Point localization data »
--- START ---

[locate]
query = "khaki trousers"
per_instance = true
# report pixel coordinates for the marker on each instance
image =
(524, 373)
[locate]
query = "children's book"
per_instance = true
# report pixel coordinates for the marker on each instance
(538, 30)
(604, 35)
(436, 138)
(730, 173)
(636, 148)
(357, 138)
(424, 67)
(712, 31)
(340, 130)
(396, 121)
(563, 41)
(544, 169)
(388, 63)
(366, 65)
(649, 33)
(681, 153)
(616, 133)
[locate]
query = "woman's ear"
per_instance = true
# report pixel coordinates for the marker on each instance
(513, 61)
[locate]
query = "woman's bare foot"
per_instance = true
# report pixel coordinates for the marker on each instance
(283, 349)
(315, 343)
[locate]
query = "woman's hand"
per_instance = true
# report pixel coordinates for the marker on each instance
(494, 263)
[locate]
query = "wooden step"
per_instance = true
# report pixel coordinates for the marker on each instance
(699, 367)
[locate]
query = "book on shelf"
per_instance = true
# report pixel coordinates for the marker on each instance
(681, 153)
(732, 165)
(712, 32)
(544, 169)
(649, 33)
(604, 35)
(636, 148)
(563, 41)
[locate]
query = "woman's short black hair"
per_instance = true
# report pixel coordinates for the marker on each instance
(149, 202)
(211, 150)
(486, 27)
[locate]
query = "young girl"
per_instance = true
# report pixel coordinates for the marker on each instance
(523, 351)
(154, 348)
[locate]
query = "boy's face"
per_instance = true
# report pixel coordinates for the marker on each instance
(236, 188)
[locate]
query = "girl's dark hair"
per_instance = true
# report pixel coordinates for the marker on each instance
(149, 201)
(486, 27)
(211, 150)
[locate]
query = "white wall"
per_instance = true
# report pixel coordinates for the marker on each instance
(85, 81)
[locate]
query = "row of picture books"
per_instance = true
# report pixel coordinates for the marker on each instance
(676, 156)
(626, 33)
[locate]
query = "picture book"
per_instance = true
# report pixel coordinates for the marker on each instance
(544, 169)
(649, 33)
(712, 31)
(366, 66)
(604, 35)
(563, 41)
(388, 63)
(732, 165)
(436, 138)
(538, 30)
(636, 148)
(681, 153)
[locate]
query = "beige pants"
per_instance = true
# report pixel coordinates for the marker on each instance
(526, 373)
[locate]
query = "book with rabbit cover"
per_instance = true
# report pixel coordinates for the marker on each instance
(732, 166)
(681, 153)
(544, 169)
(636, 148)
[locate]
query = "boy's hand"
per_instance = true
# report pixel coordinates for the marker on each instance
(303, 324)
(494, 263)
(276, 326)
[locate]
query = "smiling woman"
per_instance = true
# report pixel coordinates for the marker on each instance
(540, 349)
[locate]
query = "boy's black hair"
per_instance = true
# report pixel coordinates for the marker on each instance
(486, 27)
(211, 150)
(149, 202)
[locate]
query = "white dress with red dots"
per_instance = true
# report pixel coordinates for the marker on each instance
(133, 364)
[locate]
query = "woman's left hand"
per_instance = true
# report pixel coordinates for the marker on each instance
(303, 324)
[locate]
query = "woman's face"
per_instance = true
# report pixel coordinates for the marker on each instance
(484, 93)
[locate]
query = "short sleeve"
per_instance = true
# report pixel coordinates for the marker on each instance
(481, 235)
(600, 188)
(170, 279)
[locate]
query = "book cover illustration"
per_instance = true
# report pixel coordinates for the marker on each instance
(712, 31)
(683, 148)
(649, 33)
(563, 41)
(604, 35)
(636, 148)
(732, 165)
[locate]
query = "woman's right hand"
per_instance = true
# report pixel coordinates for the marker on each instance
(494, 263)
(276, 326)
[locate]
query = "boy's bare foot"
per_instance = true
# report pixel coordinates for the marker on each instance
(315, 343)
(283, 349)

--- END ---

What you will do » Go through the entries above and count the lines holding the word "girl"; write nothing but the number.

Solved exercise » 2